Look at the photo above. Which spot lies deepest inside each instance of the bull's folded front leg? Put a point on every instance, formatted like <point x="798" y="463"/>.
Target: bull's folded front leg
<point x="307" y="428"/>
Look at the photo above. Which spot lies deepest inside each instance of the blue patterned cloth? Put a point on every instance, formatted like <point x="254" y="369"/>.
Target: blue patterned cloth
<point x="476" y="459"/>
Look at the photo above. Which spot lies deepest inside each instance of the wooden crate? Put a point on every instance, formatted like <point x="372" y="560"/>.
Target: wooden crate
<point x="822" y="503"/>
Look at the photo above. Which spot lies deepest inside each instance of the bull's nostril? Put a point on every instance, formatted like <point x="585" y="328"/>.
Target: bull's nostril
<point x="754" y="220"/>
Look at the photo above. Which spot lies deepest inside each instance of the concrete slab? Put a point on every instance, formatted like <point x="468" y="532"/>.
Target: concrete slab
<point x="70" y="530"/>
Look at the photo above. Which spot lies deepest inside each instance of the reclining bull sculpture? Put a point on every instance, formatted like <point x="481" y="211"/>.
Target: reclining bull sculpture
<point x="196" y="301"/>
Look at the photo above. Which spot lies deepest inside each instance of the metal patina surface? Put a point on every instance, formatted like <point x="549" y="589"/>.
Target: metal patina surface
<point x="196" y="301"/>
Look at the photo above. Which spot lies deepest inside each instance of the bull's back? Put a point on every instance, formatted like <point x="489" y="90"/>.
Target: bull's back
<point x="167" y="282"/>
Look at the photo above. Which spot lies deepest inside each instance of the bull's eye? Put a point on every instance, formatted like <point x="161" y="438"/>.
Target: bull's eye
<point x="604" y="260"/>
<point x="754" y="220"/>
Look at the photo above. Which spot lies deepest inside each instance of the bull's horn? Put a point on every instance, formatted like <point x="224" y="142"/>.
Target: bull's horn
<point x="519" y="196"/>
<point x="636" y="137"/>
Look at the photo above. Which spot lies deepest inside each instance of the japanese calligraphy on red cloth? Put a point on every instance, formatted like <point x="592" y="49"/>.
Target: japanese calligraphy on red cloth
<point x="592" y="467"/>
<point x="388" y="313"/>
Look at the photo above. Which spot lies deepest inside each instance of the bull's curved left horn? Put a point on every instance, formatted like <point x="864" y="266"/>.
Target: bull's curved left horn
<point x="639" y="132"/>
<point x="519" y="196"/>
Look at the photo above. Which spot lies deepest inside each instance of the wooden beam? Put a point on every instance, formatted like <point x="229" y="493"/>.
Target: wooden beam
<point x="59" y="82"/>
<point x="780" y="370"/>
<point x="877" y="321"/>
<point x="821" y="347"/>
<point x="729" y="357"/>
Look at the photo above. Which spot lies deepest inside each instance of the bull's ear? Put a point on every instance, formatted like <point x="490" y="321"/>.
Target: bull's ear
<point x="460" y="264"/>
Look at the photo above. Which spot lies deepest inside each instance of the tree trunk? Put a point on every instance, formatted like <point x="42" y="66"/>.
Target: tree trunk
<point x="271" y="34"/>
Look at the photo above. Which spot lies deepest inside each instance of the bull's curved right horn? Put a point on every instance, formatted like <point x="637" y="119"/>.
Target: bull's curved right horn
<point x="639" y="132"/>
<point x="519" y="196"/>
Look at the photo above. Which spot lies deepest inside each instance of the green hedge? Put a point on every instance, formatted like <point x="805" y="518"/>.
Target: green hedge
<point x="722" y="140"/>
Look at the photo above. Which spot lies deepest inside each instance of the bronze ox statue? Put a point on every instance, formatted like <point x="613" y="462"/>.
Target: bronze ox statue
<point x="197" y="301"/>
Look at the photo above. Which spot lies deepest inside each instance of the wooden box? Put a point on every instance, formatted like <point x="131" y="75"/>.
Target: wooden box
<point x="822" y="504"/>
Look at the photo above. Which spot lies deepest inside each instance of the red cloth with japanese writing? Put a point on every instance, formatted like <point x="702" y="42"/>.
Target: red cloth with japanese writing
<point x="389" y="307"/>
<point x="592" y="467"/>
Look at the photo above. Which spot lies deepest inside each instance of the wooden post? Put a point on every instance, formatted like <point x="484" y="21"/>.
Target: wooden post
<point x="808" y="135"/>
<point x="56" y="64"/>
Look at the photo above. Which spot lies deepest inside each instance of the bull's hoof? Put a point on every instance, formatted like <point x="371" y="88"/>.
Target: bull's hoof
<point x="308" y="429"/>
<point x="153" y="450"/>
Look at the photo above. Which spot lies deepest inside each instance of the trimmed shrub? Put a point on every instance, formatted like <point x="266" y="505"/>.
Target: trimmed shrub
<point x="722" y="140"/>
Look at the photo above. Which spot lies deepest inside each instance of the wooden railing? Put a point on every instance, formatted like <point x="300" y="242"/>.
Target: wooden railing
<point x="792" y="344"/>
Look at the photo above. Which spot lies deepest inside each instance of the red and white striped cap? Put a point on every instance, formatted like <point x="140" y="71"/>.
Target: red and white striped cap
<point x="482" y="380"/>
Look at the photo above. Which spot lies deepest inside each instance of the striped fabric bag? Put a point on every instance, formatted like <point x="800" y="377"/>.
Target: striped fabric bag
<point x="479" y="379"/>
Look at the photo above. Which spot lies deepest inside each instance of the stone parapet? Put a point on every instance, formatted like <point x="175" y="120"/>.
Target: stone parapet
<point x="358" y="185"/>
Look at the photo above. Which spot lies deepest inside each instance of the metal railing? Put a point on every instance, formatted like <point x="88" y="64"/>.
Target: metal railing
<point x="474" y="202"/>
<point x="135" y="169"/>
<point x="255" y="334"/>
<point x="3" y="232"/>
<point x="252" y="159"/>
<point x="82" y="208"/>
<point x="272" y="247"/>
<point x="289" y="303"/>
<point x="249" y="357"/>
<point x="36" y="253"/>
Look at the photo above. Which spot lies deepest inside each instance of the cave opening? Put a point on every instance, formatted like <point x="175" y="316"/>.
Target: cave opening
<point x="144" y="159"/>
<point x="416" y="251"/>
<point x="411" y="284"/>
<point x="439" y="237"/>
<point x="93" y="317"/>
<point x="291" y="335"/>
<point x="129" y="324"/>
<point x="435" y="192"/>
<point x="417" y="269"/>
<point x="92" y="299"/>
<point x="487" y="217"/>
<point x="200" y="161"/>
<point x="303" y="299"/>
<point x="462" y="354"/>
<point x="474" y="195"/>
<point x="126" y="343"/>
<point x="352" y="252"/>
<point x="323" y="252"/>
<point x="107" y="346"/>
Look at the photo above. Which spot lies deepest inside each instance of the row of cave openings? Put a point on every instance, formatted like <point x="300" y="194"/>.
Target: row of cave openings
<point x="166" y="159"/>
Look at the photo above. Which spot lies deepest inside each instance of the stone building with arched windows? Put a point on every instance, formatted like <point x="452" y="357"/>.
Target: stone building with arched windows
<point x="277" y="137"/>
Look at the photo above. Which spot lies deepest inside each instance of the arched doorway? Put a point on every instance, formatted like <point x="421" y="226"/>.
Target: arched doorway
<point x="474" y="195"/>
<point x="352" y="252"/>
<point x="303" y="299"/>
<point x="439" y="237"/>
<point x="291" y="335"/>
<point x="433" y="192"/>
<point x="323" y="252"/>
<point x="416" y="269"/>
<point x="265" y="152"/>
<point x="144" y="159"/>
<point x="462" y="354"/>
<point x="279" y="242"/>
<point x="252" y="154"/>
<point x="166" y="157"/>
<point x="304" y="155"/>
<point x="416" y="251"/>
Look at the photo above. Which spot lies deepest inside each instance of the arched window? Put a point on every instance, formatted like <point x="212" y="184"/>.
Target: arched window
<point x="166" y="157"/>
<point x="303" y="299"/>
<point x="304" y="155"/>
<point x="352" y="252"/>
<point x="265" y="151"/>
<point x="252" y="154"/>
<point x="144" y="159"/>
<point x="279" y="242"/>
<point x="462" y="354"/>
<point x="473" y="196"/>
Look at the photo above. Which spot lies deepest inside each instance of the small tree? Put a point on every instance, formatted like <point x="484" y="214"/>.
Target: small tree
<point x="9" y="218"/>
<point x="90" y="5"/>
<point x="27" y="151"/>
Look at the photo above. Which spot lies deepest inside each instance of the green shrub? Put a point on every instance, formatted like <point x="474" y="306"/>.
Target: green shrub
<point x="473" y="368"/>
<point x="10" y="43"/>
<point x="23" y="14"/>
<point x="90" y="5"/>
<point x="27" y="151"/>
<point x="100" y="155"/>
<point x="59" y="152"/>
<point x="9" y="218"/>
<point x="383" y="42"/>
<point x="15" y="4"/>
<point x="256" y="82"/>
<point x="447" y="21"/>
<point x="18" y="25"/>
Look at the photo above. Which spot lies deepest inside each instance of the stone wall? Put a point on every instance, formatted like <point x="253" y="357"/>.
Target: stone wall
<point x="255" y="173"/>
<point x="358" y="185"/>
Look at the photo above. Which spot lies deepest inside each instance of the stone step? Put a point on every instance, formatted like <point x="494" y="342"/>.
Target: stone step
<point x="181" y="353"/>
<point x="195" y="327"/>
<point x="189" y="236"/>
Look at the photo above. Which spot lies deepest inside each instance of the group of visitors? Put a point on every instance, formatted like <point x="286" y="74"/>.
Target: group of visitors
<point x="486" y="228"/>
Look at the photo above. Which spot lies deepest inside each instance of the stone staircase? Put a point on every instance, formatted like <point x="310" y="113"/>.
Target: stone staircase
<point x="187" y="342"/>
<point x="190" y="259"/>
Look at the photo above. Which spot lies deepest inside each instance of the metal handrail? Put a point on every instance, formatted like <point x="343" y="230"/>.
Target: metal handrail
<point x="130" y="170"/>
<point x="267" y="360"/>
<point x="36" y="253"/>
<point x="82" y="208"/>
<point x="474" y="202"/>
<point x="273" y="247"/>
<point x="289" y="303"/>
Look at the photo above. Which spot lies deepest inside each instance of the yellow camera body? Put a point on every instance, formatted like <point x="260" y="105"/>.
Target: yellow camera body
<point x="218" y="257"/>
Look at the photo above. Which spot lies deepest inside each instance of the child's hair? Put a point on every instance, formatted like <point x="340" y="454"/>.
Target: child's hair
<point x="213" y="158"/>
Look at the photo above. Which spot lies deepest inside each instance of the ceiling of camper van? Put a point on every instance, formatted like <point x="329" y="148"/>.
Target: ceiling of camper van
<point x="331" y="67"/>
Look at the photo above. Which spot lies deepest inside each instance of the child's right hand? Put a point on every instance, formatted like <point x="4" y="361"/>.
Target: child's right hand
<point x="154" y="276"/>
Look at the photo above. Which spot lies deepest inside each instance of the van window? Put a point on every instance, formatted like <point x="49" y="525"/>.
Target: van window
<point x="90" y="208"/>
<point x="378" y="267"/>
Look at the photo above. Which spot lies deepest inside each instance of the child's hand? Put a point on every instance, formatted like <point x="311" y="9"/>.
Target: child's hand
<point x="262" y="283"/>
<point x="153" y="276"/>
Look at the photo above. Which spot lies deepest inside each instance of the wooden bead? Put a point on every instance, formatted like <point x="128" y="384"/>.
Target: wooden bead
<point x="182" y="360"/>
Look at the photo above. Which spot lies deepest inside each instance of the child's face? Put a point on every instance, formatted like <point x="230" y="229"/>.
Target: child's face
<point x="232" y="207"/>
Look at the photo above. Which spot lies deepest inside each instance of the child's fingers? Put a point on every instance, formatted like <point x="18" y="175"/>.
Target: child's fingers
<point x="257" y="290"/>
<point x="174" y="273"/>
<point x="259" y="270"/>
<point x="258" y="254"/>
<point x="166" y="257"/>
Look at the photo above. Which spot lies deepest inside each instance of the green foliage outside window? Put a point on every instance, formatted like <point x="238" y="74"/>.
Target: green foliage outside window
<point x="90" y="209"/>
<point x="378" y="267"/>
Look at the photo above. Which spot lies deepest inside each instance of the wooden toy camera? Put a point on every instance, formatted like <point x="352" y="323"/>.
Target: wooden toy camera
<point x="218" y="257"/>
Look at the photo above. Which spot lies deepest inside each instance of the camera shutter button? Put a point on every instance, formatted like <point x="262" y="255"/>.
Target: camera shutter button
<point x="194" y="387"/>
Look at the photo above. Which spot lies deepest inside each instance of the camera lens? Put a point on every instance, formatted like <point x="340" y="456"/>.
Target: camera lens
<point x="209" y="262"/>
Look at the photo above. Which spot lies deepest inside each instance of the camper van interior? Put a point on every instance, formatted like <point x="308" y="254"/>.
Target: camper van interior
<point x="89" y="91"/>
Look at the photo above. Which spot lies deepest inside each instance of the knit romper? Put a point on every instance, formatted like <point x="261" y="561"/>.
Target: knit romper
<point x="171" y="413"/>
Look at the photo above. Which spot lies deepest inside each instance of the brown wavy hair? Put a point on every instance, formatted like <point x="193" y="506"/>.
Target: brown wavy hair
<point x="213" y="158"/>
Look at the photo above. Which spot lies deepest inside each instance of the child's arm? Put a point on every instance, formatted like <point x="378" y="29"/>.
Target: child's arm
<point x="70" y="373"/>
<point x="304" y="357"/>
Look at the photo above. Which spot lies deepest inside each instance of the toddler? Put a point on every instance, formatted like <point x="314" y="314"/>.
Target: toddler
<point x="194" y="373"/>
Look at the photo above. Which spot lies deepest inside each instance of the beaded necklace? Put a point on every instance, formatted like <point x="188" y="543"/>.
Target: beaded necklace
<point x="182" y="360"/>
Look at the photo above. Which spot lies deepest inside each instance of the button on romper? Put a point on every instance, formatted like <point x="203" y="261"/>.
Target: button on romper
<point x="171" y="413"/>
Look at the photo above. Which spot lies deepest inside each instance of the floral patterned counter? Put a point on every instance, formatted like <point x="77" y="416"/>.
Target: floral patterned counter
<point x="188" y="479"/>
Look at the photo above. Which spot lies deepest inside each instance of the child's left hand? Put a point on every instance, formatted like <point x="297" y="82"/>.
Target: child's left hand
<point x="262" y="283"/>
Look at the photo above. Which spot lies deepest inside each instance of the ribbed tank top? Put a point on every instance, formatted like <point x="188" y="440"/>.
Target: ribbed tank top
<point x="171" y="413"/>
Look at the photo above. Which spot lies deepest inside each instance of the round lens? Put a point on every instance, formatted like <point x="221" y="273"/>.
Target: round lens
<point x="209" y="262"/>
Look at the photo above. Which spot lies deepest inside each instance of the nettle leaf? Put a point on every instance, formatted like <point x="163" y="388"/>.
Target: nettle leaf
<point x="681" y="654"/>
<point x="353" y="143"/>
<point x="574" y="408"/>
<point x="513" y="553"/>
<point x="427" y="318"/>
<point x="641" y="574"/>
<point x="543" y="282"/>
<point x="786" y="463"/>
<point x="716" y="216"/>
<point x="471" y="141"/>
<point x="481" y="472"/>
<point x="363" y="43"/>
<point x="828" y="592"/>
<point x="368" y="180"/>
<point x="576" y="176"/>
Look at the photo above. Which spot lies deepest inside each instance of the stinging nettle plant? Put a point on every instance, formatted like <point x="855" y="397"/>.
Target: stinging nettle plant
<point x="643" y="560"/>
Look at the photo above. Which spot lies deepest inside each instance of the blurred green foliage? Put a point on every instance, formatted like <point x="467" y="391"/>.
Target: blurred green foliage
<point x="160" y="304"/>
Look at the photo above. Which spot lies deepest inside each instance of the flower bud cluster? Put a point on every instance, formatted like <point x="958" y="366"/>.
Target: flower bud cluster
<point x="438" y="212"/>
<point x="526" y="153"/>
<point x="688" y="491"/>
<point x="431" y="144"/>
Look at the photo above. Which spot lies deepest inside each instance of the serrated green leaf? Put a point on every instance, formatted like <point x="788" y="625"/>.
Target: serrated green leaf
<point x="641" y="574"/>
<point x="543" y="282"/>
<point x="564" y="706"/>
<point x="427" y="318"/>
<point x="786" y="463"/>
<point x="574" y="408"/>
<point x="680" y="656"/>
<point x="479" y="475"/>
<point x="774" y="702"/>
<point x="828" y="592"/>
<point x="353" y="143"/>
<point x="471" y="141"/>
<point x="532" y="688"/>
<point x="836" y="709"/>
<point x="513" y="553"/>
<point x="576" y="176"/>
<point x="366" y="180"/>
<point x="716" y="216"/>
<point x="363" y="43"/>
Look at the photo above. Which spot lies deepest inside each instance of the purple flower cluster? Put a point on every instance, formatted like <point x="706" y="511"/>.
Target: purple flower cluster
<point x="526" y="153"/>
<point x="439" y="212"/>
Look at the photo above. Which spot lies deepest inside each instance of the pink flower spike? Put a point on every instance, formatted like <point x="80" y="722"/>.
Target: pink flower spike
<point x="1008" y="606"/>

## EXERCISE INSTRUCTIONS:
Quote only the lines from the line containing "of the blurred" through the end of the entries, keeping the first and the last.

## RESPONSE:
Look at the photo above. Which spot lies deepest inside each instance of the blurred green foliage? Put a point on every instance, formatted like <point x="467" y="391"/>.
Target: blurred green foliage
<point x="160" y="304"/>
Look at the photo above. Which spot lies deepest inside each instance of the flower bud cluster? Put a point on every instance, formatted like <point x="958" y="366"/>.
Target: flower bud cluster
<point x="438" y="212"/>
<point x="526" y="153"/>
<point x="688" y="491"/>
<point x="431" y="144"/>
Look at the photo above. Which spot lies deepest inside each instance of the serrated green leaf? Put a point on every instance, formatted like <point x="788" y="625"/>.
Target: serrated green leaf
<point x="641" y="574"/>
<point x="543" y="282"/>
<point x="564" y="706"/>
<point x="427" y="318"/>
<point x="786" y="463"/>
<point x="574" y="408"/>
<point x="680" y="656"/>
<point x="479" y="475"/>
<point x="774" y="702"/>
<point x="828" y="592"/>
<point x="353" y="143"/>
<point x="471" y="141"/>
<point x="532" y="688"/>
<point x="836" y="709"/>
<point x="513" y="553"/>
<point x="576" y="176"/>
<point x="366" y="180"/>
<point x="716" y="216"/>
<point x="363" y="43"/>
Look at the photo above. Which spot lies deepest inside each instance of the purple flower cluster? Put a point on every instance, formatted like <point x="706" y="511"/>.
Target: purple flower cluster
<point x="526" y="153"/>
<point x="439" y="212"/>
Look at the photo above. Which spot lies deepest inside each instance of the pink flower spike? Put a point on every instance, formatted like <point x="80" y="722"/>.
Target: pink flower spike
<point x="1008" y="606"/>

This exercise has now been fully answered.